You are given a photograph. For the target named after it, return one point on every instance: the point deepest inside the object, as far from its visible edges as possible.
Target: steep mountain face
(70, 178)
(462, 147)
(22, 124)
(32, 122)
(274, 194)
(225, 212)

··········

Problem description
The entries above are to be retyped exactly, with nothing left out.

Response box
You are given a photograph. For the target named after it, return one point on every instance: the point deepest inside the object, as far from its visible edges as possible.
Target: steep mountain face
(70, 178)
(462, 147)
(22, 124)
(32, 122)
(274, 194)
(225, 212)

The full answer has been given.